Excerpted text:
# For All Us Dog 'Shrinks'



## Countryboy (May 16, 2011)

An interesting study into the minds of canines. 

"According to a study published today in the journal PLOS ONE, wolves appear to be more inclined than dogs to be generous with their pack mates. When given the choice, wolves deliver food to their friends, even if they don’t benefit themselves. Dogs, on the other hand, quickly lose interest in the absence of personal payoff."

https://www.pbs.org/wgbh/nova/artic...KgVyGzJPno1AdkEQD6_NfddngIz7b0ax5HH0czxaRrfNw


----------



## Vita (Sep 23, 2017)

Interesting study. I wonder what the results would have been if they used poodles.


----------



## ericwd9 (Jun 13, 2014)

Gracie will allow other dogs to eat from her bowl but would never take food to them.


----------



## Click-N-Treat (Nov 9, 2015)

Our weimaraner used to gather kibble from the bowl and bring it to our other dog. Then they shared the kibble. When it was gone, April went back to the bowl and brought out some more for them to share. That's how they ate every meal for years. It was really cute. I think I have a video of it somewhere. Man, I miss that dog.


----------



## BorderKelpie (Dec 3, 2011)

Bug has brought me food (and the dead rats he's caught). I guess he really is a tiny, curly coated wolf. He even howls. 

he does not share with other dogs, though.


----------



## doditwo (Nov 7, 2017)

I had a feral cat that used to drop dead bunnies at my feet. I really wasn’t cut out for that kind of country life.


Sent from my iPhone using Tapatalk


----------



## fjm (Jun 4, 2010)

Tilly-cat will share prey she has caught with the dogs, mainly I think because she is not particularly hungry and the maternal instinct kicks in - she gives the little chirping call a mother cat uses to her kittens. The dogs have no concept of sharing their own food with each other, but expect humans to offer some of what they are eating, unless the humans are properly sat down to a meal when they (usually) remember that they have been taught to wait politely for their taste in the kitchen. I don't think altruism figures very highly in their mental processes - they have a well defined sense o fairness, but that is more about ensuring they get at least their rightful share than concern that one of the others is not getting enough!


----------



## Poodlebeguiled (May 27, 2013)

Countryboy said:


> An interesting study into the minds of canines.
> 
> "According to a study published today in the journal PLOS ONE, wolves appear to be more inclined than dogs to be generous with their pack mates. When given the choice, wolves deliver food to their friends, even if they don’t benefit themselves. Dogs, on the other hand, quickly lose interest in the absence of personal payoff."
> 
> https://www.pbs.org/wgbh/nova/artic...KgVyGzJPno1AdkEQD6_NfddngIz7b0ax5HH0czxaRrfNw





> Dogs, on the other hand, quickly lose interest in the absence of personal payoff."


I haven't read the article yet...will later...looks interesting but gotta run. But I'm guessing it's because that trait of selfishness is due to evolution. Dogs are also neotenic versions of wolves. So juveniles are self centered. lol. Dogs also don't need to share to survive. Wolves do. Or they'll go extinct.

Challenges:
[1] Answer these questions from the dog-sharing thread:
(a) In which journal was the study quoted in the first post published?
(b) What was the name of the weimaraner that brought kibble to the other dog?
(c) What sound does Tilly-cat make when she shares prey with the dogs?
[2] Change the passage of the dog-sharing thread from "Gracie will allow" up to and including "miss that dog." so that "kibble" becomes "treats", and give the result.
These records have no connection to the dog-sharing thread.

Coordinate annotation records

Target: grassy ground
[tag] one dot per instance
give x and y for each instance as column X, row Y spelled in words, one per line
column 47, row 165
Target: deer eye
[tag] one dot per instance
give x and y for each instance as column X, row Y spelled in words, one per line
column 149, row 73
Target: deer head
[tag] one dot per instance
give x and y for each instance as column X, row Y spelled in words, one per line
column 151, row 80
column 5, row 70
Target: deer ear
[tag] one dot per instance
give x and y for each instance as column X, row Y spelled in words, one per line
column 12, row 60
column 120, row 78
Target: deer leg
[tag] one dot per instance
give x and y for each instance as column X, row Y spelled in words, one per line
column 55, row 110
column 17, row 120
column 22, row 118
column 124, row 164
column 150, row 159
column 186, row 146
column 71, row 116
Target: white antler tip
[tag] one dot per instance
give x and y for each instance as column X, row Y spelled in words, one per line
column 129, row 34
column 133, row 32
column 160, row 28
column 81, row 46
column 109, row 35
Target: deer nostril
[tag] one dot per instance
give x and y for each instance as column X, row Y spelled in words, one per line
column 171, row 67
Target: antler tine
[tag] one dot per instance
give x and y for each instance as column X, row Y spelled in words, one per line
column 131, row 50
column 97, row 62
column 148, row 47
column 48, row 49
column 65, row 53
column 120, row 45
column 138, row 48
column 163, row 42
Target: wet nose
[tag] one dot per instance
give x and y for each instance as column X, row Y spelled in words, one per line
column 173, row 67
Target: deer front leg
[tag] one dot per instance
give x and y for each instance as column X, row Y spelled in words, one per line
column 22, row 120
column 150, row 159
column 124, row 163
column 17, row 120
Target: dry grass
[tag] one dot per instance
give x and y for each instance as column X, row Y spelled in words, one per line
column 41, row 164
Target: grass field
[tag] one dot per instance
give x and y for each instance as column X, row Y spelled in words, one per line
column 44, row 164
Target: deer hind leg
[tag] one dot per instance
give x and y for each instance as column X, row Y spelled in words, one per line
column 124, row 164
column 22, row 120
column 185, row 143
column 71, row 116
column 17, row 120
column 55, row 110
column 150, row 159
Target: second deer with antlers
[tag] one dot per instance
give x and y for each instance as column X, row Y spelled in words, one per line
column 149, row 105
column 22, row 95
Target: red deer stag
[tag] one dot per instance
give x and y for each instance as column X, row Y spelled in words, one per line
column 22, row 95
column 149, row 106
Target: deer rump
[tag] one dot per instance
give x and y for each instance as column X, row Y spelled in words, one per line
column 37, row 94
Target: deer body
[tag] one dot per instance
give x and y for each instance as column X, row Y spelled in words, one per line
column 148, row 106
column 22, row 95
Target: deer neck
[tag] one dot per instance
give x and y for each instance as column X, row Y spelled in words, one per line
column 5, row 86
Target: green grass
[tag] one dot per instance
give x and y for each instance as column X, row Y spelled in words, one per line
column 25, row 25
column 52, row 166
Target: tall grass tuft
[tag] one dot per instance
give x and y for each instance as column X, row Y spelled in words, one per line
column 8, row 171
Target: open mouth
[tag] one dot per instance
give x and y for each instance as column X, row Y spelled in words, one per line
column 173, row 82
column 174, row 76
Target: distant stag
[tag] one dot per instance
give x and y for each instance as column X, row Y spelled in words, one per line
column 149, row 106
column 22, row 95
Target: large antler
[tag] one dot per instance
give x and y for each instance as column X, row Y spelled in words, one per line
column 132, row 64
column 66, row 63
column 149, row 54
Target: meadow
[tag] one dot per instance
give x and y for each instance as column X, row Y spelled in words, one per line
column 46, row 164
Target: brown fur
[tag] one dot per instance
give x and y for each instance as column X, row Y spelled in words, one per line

Solutions to the problems:
[1]
(a) PLOS ONE
(b) April
(c) The little chirping call a mother cat uses to her kittens

[2]
Gracie will allow other dogs to eat from her bowl but would never take food to them.


----------



## Click-N-Treat (Nov 9, 2015)

Our weimaraner used to gather treats from the bowl and bring it to our other dog. Then they shared the treats. When it was gone, April went back to the bowl and brought out some more for them to share. That's how they ate every meal for years. It was really cute. I think I have a video of it somewhere. Man, I miss that dog.